- AVAILABLE DATA
-=-=-=-=-
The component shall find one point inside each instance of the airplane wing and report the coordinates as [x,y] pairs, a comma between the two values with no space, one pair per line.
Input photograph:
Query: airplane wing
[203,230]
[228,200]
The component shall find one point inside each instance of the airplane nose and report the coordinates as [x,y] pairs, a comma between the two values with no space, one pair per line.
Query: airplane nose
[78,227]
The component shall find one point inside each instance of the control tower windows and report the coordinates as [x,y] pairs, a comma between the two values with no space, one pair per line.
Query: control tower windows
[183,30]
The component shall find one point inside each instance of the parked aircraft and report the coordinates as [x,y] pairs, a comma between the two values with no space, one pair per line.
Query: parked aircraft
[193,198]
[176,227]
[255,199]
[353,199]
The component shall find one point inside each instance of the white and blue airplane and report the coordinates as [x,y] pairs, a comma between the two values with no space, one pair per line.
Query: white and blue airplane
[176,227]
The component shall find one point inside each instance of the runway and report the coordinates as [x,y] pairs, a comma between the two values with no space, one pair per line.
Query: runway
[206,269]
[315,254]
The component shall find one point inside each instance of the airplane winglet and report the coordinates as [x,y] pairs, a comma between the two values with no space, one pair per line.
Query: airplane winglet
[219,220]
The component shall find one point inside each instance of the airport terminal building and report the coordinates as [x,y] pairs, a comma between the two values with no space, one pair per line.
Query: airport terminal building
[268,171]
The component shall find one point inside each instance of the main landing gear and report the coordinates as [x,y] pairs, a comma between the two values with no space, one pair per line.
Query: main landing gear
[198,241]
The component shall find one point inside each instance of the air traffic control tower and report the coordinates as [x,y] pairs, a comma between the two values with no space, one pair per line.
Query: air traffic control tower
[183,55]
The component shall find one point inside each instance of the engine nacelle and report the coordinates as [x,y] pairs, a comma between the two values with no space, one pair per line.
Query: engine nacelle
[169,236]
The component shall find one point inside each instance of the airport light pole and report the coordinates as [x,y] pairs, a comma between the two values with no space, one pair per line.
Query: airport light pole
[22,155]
-=-=-=-=-
- WORK REQUEST
Set out, exactly as written, the lines from the line with "Query: engine nacelle" to the last line of the records, inclusive, and only those lines.

- ANSWER SPACE
Query: engine nacelle
[169,236]
The component shall find one point inside each instance of the airport light pole and report the coordinates as [x,y] pairs, a comma between the two values with no space, one pair per line.
Query: airport light pole
[22,155]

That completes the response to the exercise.